**About this exercise:**
The line containing "250L305 253L271 291L252" marks the end: copy exactly every line from the start of the records below up to and including it, leaving out pictures.

Items from a data source:
- Opening Delimiter -

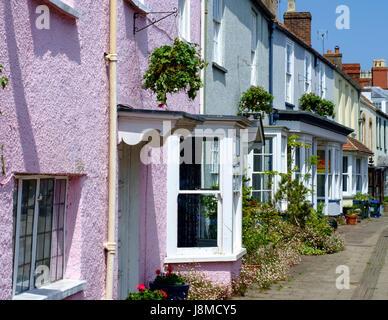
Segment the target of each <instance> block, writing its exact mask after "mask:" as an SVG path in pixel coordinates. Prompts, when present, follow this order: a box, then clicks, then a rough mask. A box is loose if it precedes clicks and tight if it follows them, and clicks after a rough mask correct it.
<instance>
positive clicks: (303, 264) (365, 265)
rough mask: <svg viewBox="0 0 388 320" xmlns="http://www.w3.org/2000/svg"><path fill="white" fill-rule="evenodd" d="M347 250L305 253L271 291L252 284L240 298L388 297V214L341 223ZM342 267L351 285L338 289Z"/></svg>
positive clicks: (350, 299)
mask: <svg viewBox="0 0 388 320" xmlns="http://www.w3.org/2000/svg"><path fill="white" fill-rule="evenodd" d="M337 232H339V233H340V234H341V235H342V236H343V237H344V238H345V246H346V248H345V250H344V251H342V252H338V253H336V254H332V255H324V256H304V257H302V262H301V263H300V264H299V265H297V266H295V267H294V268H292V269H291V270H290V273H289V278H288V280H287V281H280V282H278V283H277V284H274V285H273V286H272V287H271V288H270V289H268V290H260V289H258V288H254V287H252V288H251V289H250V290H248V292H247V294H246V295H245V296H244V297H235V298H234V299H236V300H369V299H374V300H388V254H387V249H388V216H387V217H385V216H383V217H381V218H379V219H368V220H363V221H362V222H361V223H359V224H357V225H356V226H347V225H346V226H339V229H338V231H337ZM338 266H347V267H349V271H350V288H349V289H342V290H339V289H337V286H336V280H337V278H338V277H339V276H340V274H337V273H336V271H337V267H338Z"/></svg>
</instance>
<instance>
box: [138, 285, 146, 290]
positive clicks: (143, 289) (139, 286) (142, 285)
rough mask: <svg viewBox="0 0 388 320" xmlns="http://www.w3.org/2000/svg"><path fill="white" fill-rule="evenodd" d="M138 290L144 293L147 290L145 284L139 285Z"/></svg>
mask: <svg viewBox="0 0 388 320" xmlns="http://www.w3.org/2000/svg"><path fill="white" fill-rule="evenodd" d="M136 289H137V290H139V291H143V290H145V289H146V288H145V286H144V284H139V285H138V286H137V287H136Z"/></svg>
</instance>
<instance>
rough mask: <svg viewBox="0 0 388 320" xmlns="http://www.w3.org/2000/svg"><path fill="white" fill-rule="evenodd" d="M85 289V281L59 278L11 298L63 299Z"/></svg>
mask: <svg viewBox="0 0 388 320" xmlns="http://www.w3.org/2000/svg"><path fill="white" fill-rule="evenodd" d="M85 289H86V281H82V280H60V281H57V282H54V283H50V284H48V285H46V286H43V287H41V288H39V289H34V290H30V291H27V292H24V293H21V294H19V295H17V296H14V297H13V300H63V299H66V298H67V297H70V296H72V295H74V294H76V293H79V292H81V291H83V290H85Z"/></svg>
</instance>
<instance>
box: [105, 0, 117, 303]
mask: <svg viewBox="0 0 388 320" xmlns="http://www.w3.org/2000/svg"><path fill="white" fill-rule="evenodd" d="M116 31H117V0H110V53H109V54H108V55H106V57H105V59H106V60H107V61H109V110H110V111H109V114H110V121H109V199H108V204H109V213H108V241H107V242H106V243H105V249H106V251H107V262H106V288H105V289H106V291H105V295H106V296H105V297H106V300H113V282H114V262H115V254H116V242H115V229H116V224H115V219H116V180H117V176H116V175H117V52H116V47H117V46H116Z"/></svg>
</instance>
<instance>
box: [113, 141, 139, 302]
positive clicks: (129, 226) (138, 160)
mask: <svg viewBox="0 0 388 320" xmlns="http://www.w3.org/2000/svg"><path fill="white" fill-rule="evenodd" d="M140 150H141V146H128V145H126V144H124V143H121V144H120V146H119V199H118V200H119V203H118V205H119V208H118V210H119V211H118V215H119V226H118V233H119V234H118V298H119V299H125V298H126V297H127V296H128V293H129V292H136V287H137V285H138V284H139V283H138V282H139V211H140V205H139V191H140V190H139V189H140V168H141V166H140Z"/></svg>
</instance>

- Closing Delimiter -

**Solution below:**
Segment the target of each <instance> block, writing its exact mask after "mask:" as an SVG path in pixel coordinates. Prompts, when present, follow this order: a box, then clicks, then a rough mask. A box is loose if it precedes clicks and tight if it follows them, and clicks after a rough mask correct it.
<instance>
positive clicks: (303, 264) (365, 265)
rough mask: <svg viewBox="0 0 388 320" xmlns="http://www.w3.org/2000/svg"><path fill="white" fill-rule="evenodd" d="M347 250L305 253L271 291L252 284L240 298L388 297V214L341 223ZM342 267L351 285L338 289Z"/></svg>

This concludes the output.